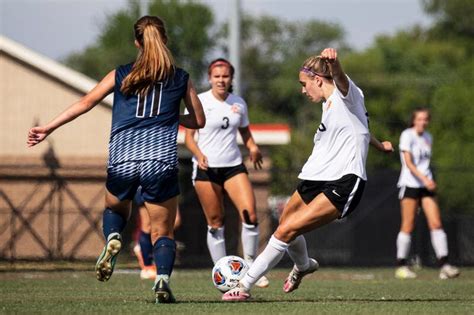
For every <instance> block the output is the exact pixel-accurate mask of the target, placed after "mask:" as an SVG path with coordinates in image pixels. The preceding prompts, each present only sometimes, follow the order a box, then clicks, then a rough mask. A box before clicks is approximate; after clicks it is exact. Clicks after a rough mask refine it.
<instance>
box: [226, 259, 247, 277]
mask: <svg viewBox="0 0 474 315" xmlns="http://www.w3.org/2000/svg"><path fill="white" fill-rule="evenodd" d="M229 267H230V271H231V272H232V274H233V275H238V274H239V273H240V272H241V271H242V269H243V268H244V265H243V264H242V263H241V262H240V261H238V260H230V261H229Z"/></svg>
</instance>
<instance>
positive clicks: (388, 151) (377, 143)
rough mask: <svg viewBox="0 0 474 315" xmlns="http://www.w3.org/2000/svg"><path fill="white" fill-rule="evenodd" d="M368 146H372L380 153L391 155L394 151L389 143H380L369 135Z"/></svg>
mask: <svg viewBox="0 0 474 315" xmlns="http://www.w3.org/2000/svg"><path fill="white" fill-rule="evenodd" d="M370 144H371V145H372V146H374V147H375V148H376V149H377V150H379V151H380V152H385V153H392V152H393V151H394V150H393V145H392V143H391V142H390V141H382V142H380V141H379V140H378V139H377V138H375V137H374V136H372V135H370Z"/></svg>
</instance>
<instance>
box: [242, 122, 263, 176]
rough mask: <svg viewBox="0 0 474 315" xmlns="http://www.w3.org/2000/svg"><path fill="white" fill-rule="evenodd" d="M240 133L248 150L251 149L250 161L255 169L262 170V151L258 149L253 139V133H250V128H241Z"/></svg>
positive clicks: (242, 138)
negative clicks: (252, 134)
mask: <svg viewBox="0 0 474 315" xmlns="http://www.w3.org/2000/svg"><path fill="white" fill-rule="evenodd" d="M239 132H240V135H241V136H242V141H243V142H244V144H245V146H246V147H247V149H249V153H250V161H252V163H253V167H254V168H255V169H262V164H263V159H262V153H260V149H259V148H258V146H257V144H256V143H255V140H254V139H253V136H252V132H250V128H249V127H248V126H247V127H243V128H239Z"/></svg>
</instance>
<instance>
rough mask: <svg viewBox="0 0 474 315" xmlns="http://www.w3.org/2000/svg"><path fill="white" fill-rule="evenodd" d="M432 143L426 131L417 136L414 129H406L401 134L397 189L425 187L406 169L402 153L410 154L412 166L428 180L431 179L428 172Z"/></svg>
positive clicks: (430, 159)
mask: <svg viewBox="0 0 474 315" xmlns="http://www.w3.org/2000/svg"><path fill="white" fill-rule="evenodd" d="M432 143H433V138H432V137H431V135H430V134H429V132H427V131H425V132H423V134H421V135H419V134H418V133H417V132H416V131H415V129H414V128H408V129H405V130H404V131H403V132H402V135H401V136H400V145H399V148H400V160H401V162H402V170H401V172H400V178H399V179H398V187H403V186H406V187H412V188H422V187H425V185H423V182H422V181H421V180H420V179H419V178H418V177H416V176H415V175H413V173H412V172H411V171H410V170H409V169H408V166H407V164H406V162H405V158H404V156H403V152H404V151H405V152H409V153H410V154H411V156H412V161H413V164H415V166H416V168H417V169H418V171H420V172H421V173H422V174H423V175H425V176H426V177H428V178H429V179H433V174H431V170H430V160H431V145H432Z"/></svg>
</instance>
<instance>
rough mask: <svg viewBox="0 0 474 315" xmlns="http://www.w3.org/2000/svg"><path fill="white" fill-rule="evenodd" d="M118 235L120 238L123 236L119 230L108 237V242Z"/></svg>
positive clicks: (107, 237)
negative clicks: (121, 234) (121, 235)
mask: <svg viewBox="0 0 474 315" xmlns="http://www.w3.org/2000/svg"><path fill="white" fill-rule="evenodd" d="M117 235H118V237H119V238H121V236H120V233H118V232H114V233H110V234H109V236H108V237H107V242H108V241H110V240H111V239H112V238H113V237H115V236H117Z"/></svg>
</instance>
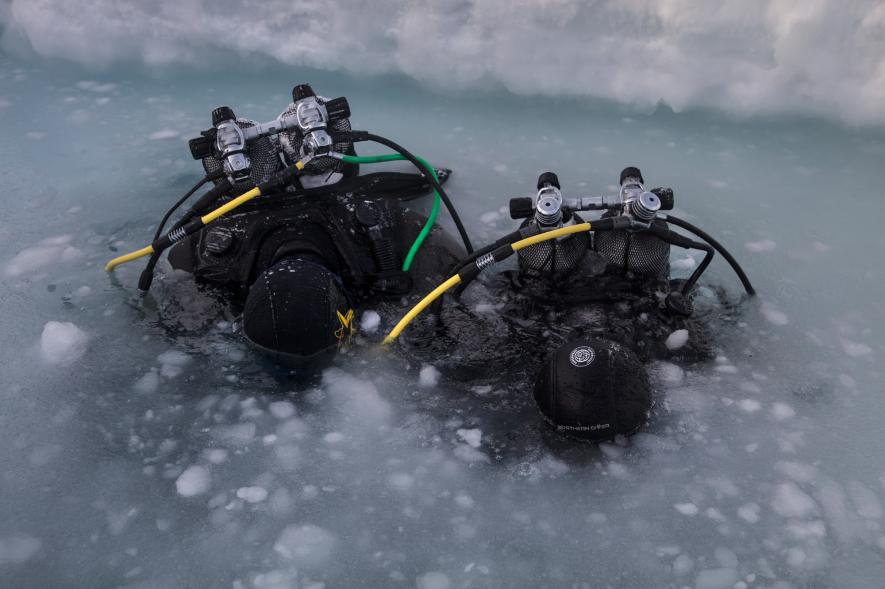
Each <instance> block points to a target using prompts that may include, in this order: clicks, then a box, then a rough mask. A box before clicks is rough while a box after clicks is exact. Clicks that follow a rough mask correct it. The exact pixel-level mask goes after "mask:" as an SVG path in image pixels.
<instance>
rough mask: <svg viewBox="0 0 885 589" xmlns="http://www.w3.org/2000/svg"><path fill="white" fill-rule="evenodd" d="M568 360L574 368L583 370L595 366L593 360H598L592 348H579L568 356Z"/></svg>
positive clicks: (580, 347) (595, 352)
mask: <svg viewBox="0 0 885 589" xmlns="http://www.w3.org/2000/svg"><path fill="white" fill-rule="evenodd" d="M568 359H569V361H570V362H571V363H572V366H574V367H576V368H583V367H584V366H589V365H591V364H593V360H595V359H596V352H594V351H593V348H591V347H590V346H578V347H577V348H575V349H574V350H572V351H571V353H570V354H569V355H568Z"/></svg>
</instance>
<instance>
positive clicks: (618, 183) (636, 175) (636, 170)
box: [618, 166, 645, 184]
mask: <svg viewBox="0 0 885 589" xmlns="http://www.w3.org/2000/svg"><path fill="white" fill-rule="evenodd" d="M627 178H639V181H640V182H642V183H643V184H645V180H643V179H642V172H640V171H639V168H635V167H633V166H628V167H626V168H624V169H623V170H621V179H620V180H618V184H623V183H624V180H626V179H627Z"/></svg>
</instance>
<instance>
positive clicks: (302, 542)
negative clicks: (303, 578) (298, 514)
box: [274, 524, 336, 569]
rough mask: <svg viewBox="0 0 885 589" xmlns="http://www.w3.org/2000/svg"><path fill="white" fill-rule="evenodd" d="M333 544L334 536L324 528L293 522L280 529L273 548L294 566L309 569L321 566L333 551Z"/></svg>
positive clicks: (277, 552)
mask: <svg viewBox="0 0 885 589" xmlns="http://www.w3.org/2000/svg"><path fill="white" fill-rule="evenodd" d="M335 544H336V539H335V536H334V535H333V534H332V533H331V532H329V531H328V530H326V529H324V528H321V527H319V526H315V525H313V524H302V525H295V524H293V525H290V526H286V528H285V529H284V530H283V531H282V533H281V534H280V536H279V537H278V538H277V541H276V543H275V544H274V550H275V551H276V552H277V553H278V554H280V555H281V556H282V557H283V558H285V559H287V560H291V561H292V562H293V563H294V564H295V565H296V566H299V567H304V568H308V569H309V568H316V567H320V566H322V565H323V564H324V563H325V562H326V561H327V560H328V559H329V557H331V556H332V553H333V552H334V551H335Z"/></svg>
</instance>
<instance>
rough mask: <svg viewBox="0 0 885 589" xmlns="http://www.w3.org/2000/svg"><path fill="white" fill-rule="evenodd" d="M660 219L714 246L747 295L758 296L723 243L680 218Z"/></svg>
mask: <svg viewBox="0 0 885 589" xmlns="http://www.w3.org/2000/svg"><path fill="white" fill-rule="evenodd" d="M658 218H659V219H661V220H662V221H666V222H668V223H672V224H673V225H676V226H677V227H682V228H683V229H685V230H686V231H690V232H691V233H694V234H695V235H697V236H698V237H700V238H701V239H703V240H704V241H706V242H707V243H709V244H710V245H711V246H713V248H714V249H715V250H716V251H717V252H719V253H720V254H722V257H723V258H725V261H726V262H728V264H729V266H731V269H732V270H734V273H735V274H737V277H738V278H739V279H740V281H741V284H743V285H744V290H745V291H747V294H748V295H749V296H751V297H752V296H756V289H754V288H753V285H752V284H751V283H750V279H749V278H747V274H746V273H745V272H744V269H743V268H741V265H740V264H738V262H737V260H735V259H734V256H732V255H731V254H730V253H729V252H728V250H727V249H725V247H724V246H723V245H722V244H721V243H719V242H718V241H716V240H715V239H713V237H712V236H710V234H708V233H707V232H706V231H704V230H703V229H701V228H700V227H696V226H695V225H692V224H691V223H689V222H688V221H685V220H683V219H680V218H679V217H674V216H673V215H658ZM708 263H709V262H708ZM705 268H706V266H705Z"/></svg>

##########

● **PROMPT**:
Copy out exactly the lines above beginning with the line that contains "143L426 131L417 136L414" and finishing with the line that contains "360L574 368L583 370L595", including both; leave the pictures out.

● **RESPONSE BELOW**:
rough mask: <svg viewBox="0 0 474 315" xmlns="http://www.w3.org/2000/svg"><path fill="white" fill-rule="evenodd" d="M432 143L426 131L417 136L414 129H406L401 134L397 189L425 187L406 169L402 153L410 154L412 166L428 180L431 179L428 172Z"/></svg>
positive clicks: (430, 159)
mask: <svg viewBox="0 0 474 315" xmlns="http://www.w3.org/2000/svg"><path fill="white" fill-rule="evenodd" d="M432 143H433V138H432V137H431V135H430V134H429V132H427V131H425V132H423V134H421V135H419V134H418V133H417V132H416V131H415V129H414V128H408V129H405V130H404V131H403V132H402V135H401V136H400V145H399V148H400V160H401V162H402V170H401V172H400V178H399V179H398V187H403V186H406V187H412V188H422V187H425V185H423V182H422V181H421V180H420V179H419V178H418V177H416V176H415V175H413V173H412V172H411V171H410V170H409V169H408V166H407V164H406V162H405V158H404V156H403V152H404V151H405V152H409V153H410V154H411V156H412V161H413V164H415V166H416V168H417V169H418V171H420V172H421V173H422V174H423V175H425V176H426V177H428V178H429V179H433V174H431V170H430V160H431V145H432Z"/></svg>
</instance>
<instance>
rough mask: <svg viewBox="0 0 474 315" xmlns="http://www.w3.org/2000/svg"><path fill="white" fill-rule="evenodd" d="M118 235L120 238L123 236L119 230L108 237V242Z"/></svg>
positive clicks: (107, 237)
negative clicks: (121, 234) (121, 235)
mask: <svg viewBox="0 0 474 315" xmlns="http://www.w3.org/2000/svg"><path fill="white" fill-rule="evenodd" d="M117 235H118V237H119V238H121V236H120V233H118V232H114V233H110V234H109V236H108V237H107V242H108V241H110V240H111V239H112V238H113V237H115V236H117Z"/></svg>
</instance>
Each <instance> block points to a target using prompts that may include, in this order: clicks, then a box, then a rough mask. A box before clicks is rough while a box after clicks is exact. Clicks that follow a rough mask correct it. The exact pixel-level mask goes after "mask:" as an SVG path in image pixels.
<instance>
rough mask: <svg viewBox="0 0 885 589" xmlns="http://www.w3.org/2000/svg"><path fill="white" fill-rule="evenodd" d="M568 360L574 368L583 370L595 366L593 360H598L592 348H579L568 356Z"/></svg>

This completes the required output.